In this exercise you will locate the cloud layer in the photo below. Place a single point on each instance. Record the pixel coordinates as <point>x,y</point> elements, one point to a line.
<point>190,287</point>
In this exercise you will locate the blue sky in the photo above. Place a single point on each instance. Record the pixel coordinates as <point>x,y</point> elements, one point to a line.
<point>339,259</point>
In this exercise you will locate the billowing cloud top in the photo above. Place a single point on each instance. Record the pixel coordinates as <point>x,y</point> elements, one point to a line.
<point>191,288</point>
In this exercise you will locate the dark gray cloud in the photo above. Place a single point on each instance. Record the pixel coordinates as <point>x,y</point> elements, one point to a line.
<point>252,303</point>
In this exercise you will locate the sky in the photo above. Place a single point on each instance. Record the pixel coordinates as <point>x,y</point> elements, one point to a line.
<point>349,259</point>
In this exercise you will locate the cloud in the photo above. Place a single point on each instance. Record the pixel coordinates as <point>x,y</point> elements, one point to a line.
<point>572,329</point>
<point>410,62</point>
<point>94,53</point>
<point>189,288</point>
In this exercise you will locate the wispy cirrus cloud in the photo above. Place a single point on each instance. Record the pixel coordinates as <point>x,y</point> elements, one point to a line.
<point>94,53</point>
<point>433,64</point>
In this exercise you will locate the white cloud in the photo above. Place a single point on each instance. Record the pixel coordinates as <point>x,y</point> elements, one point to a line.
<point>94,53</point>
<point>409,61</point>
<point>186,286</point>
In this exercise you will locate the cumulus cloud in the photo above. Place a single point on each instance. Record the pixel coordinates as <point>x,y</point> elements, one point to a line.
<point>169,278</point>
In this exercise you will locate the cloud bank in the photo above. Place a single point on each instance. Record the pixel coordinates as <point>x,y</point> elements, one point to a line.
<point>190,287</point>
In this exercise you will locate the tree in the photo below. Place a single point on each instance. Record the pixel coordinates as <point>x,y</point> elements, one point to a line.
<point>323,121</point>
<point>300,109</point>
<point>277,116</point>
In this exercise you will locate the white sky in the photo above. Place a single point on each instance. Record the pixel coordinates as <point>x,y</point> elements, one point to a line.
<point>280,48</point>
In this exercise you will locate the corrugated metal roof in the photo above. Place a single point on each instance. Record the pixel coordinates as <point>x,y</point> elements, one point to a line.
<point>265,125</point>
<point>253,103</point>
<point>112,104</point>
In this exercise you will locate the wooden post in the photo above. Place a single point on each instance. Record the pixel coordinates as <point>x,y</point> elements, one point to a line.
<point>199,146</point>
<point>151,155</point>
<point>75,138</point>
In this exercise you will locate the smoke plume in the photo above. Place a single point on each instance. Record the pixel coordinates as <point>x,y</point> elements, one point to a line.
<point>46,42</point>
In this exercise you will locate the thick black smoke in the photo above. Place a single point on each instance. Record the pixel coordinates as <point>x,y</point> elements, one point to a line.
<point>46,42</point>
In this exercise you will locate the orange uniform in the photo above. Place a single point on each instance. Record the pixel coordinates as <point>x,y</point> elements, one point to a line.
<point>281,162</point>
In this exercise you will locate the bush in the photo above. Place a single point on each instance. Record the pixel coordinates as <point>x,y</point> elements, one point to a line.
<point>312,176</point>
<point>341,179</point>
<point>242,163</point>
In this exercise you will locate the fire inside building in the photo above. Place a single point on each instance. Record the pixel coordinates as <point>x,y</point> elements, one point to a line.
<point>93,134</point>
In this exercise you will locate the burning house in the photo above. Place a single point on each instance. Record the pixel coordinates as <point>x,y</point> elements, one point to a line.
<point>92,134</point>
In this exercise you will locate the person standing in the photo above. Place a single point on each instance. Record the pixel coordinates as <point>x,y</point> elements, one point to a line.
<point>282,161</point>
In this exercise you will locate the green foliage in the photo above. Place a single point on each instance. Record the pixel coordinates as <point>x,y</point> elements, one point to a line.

════════

§ Problem:
Output the lines above verbatim and in full.

§ Final answer:
In this exercise you will locate the cloud layer in the photo below. Place a single point on each instance. Record the pixel coordinates as <point>x,y</point> elements, one point to a line.
<point>190,287</point>
In this exercise you will locate the blue sky in the photo above. Place a single point on each instance. Record the pixel coordinates as <point>x,y</point> elements, one point to a line.
<point>339,259</point>
In this exercise you will locate the billowing cloud top in the photo above. Place a single point on each instance. Record the pixel coordinates as <point>x,y</point> elements, one point to a line.
<point>191,288</point>
In this exercise you will locate the dark gray cloud in the photo above. Place a single point on each instance. Record the pixel coordinates as <point>x,y</point> elements, one point to a line.
<point>252,303</point>
In this exercise you will locate the sky in the photo above. Place a single point on each instance. Record the pixel coordinates as <point>x,y</point> elements, one point to a line.
<point>349,259</point>
In this exercise you will locate the cloud in the photo above. Place a single point on each instance. Record the pixel coordinates as <point>x,y</point> elements, one point to a line.
<point>572,329</point>
<point>410,62</point>
<point>94,53</point>
<point>189,288</point>
In this exercise you will locate the wispy cirrus cloud in the photo above. Place a single point on each instance. Record the pixel coordinates as <point>x,y</point> elements, one point to a line.
<point>94,53</point>
<point>433,64</point>
In this exercise you will locate the white cloud in the photo above. Place a single point on each instance. Record the pixel coordinates as <point>x,y</point> elements, one point to a line.
<point>94,53</point>
<point>409,61</point>
<point>186,286</point>
In this exercise you will locate the cumulus cloud in the photo above. Place a single point on each instance. Record the pixel coordinates as <point>x,y</point> elements, one point to a line.
<point>169,278</point>
In this exercise you will locate the cloud bank in the photo above. Place a single point on each instance. Record the pixel coordinates as <point>x,y</point> elements, one point to a line.
<point>190,287</point>
In this exercise you will locate the tree in the photo below. Place a single point on each instance. Record the pixel coordinates as <point>x,y</point> elements, one point to a line.
<point>323,121</point>
<point>300,109</point>
<point>277,116</point>
In this exercise you will locate the white sky in the photo above. Place a single point on each instance. Record the pixel coordinates as <point>x,y</point> elements, one point to a line.
<point>280,48</point>
In this exercise you will locate the corrugated metal roof in the photo above. Place a single point on each instance. Record the pixel coordinates as <point>x,y</point> elements, one point to a line.
<point>265,125</point>
<point>253,103</point>
<point>112,104</point>
In this exercise you will locate the wooden post in the photo above. Place a single point on each instance. Record the pixel coordinates as <point>x,y</point> elements, one point to a line.
<point>199,146</point>
<point>151,155</point>
<point>75,138</point>
In this exercise you will locate the smoke plume in the photo above. Place a single point on each instance. Record the pixel coordinates as <point>x,y</point> elements, one point to a line.
<point>46,42</point>
In this exercise you will locate the thick black smoke in the photo above. Place a single point on each instance. Record the pixel coordinates as <point>x,y</point> elements, one point to a line.
<point>46,42</point>
In this exercise you will locate the orange uniform in the photo above. Place a single point on each instance. Record the pixel coordinates as <point>x,y</point> elements, one point to a line.
<point>281,162</point>
In this exercise you will locate the bush in the photo above. Place a single point on each instance. Record the pixel coordinates as <point>x,y</point> elements, one point to a line.
<point>312,176</point>
<point>341,179</point>
<point>242,163</point>
In this exercise you will locate the fire inside building in the photo above. Place a single point on each instance. Record the pixel coordinates as <point>x,y</point> elements, one point to a line.
<point>93,134</point>
In this exercise you will locate the burning house in the photo above. Place a single point on each instance. Record the pixel coordinates as <point>x,y</point> elements, one point to a line.
<point>92,134</point>
In this exercise you will locate the person standing in the photo above. Place a single point on each instance. Record the pixel coordinates as <point>x,y</point> elements, one point to a line.
<point>282,161</point>
In this exercise you will locate the green foliage in the photo above. Place a single point on each instance. Record the pixel coordinates as <point>x,y</point> elements, one point to a line.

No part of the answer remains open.